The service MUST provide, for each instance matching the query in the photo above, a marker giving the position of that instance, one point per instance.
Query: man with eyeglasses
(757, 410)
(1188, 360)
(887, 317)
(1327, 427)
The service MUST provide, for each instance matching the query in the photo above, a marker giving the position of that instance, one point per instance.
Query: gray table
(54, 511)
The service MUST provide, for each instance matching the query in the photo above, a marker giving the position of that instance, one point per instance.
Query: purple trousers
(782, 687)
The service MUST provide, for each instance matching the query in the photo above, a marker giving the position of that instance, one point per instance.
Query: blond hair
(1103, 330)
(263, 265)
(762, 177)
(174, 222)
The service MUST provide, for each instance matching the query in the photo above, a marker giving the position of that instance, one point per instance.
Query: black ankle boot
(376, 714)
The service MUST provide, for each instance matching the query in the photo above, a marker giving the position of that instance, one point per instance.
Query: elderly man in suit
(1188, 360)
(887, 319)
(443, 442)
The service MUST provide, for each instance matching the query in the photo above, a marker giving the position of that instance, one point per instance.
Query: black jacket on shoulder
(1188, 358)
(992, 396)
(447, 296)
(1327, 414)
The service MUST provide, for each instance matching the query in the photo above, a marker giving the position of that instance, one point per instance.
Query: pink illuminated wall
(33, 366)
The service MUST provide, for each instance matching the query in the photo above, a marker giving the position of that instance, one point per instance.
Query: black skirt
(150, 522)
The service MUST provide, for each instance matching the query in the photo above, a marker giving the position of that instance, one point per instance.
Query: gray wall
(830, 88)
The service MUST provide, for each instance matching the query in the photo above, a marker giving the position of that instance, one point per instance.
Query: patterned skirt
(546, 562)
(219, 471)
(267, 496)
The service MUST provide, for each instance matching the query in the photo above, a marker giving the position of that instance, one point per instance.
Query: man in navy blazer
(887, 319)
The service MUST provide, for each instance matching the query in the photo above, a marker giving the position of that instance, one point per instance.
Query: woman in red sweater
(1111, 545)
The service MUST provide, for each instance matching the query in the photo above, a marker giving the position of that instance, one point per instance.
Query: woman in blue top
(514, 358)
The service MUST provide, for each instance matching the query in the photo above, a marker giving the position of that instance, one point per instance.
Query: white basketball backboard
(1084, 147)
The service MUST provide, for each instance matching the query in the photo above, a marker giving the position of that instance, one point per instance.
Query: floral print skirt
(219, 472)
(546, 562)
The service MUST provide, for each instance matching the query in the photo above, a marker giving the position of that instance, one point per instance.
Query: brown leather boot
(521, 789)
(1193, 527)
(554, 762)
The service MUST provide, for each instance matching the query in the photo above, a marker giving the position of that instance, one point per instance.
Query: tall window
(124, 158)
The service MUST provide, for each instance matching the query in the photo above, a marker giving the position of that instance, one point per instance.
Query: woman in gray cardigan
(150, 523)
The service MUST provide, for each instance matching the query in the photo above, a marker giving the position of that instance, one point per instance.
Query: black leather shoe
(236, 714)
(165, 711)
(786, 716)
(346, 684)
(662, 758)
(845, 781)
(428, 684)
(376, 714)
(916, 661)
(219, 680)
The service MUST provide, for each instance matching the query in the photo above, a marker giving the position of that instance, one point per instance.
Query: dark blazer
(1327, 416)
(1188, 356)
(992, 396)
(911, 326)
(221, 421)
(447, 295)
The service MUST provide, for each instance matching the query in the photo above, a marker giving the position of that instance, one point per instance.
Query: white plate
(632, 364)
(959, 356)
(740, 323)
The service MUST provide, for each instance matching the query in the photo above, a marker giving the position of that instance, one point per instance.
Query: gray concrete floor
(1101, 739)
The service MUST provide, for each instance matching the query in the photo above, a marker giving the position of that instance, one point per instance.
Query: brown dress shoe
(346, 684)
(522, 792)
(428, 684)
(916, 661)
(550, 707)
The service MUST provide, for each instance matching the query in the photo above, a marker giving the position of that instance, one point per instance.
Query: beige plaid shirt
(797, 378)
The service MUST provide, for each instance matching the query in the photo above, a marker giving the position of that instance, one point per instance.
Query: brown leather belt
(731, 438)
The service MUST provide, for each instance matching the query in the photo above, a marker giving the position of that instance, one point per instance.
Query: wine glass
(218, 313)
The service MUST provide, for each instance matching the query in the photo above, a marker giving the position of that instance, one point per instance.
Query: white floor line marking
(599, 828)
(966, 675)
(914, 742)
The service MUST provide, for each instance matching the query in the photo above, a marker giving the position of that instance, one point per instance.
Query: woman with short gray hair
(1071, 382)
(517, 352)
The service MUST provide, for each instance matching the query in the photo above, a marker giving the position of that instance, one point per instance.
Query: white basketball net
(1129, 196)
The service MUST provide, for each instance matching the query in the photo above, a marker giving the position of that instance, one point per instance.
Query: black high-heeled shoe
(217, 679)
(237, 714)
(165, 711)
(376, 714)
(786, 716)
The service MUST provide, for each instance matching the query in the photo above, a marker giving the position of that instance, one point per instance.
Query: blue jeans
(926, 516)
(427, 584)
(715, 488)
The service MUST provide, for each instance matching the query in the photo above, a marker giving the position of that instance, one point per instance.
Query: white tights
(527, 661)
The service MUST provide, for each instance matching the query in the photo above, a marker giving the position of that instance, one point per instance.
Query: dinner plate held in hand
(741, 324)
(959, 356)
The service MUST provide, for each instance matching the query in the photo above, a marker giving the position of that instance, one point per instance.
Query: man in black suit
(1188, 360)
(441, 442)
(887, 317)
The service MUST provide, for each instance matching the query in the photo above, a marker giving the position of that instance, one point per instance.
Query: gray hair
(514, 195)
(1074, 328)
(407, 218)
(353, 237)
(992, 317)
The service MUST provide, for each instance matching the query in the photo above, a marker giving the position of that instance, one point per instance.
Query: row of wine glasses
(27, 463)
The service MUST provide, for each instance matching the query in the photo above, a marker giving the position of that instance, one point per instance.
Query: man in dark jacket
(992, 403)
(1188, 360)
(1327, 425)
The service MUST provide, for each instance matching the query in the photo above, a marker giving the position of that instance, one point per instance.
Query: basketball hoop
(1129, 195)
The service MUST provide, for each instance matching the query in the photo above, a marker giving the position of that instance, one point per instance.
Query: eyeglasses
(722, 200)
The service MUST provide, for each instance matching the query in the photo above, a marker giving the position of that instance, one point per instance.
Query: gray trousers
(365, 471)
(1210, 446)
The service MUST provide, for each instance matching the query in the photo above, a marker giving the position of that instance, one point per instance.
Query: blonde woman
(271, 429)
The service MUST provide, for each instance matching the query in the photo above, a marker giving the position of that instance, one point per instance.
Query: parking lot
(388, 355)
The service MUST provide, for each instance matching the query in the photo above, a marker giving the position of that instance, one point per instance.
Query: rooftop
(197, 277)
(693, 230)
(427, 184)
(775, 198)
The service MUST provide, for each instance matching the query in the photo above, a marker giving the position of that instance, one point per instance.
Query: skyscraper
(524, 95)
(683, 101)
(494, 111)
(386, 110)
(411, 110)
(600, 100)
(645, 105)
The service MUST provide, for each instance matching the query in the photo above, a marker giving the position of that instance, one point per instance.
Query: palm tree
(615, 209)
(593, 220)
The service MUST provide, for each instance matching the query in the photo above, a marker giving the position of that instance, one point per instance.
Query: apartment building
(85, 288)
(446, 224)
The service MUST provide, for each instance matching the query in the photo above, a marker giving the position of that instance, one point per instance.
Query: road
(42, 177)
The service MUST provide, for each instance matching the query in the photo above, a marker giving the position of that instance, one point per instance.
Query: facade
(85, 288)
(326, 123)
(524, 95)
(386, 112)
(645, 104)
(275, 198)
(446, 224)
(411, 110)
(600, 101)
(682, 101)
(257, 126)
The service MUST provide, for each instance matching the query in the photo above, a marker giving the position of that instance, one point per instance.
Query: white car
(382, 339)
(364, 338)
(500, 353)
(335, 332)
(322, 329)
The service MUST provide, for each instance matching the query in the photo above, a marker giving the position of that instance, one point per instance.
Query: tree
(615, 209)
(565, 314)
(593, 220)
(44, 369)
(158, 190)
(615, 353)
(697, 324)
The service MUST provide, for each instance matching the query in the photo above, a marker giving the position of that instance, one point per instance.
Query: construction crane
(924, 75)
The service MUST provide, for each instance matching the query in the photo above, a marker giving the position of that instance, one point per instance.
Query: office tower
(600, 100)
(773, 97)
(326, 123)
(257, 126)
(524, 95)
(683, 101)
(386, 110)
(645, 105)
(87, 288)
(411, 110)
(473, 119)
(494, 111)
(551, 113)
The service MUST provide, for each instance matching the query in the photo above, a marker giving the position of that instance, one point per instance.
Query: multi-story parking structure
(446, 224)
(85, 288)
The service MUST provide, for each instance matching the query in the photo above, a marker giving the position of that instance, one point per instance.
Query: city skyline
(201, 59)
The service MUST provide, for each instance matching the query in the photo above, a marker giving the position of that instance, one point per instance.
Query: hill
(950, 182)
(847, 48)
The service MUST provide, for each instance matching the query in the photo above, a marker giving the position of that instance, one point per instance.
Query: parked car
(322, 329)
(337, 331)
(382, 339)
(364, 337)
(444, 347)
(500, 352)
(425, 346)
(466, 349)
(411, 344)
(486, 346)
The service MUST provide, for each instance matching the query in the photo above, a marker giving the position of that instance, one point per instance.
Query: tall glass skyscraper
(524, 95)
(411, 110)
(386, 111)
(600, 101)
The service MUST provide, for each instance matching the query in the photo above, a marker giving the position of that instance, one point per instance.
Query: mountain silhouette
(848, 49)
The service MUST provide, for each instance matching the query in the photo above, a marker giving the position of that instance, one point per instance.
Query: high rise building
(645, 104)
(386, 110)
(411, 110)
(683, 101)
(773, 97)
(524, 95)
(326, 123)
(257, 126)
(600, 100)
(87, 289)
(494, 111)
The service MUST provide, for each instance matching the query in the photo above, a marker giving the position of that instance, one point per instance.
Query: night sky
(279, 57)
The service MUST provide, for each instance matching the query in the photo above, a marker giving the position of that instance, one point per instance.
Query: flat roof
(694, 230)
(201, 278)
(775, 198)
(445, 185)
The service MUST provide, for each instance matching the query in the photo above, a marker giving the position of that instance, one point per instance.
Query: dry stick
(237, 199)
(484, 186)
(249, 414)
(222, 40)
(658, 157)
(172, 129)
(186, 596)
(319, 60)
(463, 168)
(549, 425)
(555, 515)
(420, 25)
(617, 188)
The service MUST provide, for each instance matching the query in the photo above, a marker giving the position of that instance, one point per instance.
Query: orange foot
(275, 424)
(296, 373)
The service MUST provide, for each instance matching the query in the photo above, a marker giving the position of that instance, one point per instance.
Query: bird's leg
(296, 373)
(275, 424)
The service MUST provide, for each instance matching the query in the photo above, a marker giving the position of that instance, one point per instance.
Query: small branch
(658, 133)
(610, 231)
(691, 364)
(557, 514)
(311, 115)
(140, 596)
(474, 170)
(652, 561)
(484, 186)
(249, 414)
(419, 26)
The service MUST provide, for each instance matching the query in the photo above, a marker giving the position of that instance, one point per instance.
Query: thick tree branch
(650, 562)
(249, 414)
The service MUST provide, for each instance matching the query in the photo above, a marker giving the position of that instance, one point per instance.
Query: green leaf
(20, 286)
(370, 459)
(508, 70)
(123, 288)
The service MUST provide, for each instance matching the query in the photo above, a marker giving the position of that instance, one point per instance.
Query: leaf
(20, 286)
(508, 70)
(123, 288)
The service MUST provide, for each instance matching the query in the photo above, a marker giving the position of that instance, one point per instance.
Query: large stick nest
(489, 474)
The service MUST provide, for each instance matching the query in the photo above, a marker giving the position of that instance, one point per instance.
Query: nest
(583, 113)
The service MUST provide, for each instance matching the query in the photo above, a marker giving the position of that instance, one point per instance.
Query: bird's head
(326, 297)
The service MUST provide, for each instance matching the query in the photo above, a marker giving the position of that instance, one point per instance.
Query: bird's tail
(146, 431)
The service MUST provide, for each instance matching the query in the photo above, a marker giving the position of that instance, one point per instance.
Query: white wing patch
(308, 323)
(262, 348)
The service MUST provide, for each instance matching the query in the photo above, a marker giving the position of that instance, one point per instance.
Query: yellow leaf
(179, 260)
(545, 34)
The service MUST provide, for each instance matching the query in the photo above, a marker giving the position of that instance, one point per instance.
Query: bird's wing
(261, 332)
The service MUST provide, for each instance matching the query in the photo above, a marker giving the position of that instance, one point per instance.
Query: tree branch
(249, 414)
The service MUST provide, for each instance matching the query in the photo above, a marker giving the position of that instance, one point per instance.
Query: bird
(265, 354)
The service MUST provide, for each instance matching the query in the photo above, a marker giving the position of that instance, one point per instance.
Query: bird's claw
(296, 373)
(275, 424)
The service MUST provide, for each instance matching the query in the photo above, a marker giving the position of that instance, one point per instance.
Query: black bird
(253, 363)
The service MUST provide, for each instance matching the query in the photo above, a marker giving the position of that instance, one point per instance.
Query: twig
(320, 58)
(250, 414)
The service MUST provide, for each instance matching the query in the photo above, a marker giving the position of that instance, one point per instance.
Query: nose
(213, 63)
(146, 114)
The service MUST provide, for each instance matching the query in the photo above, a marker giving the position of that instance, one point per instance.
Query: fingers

______________________________

Instructions for the task -> Rewrite everything from the start of the rows down through the line containing "(1327, 427)", putting "spectacles" in place of "eyeglasses" and leaving everything else unchanged.

Expected answer ->
The service MUST provide, for each instance matching the query in the photo above, a marker giving the position of that instance, one point per instance.
Query: man with spectacles
(757, 410)
(1188, 360)
(887, 317)
(1327, 427)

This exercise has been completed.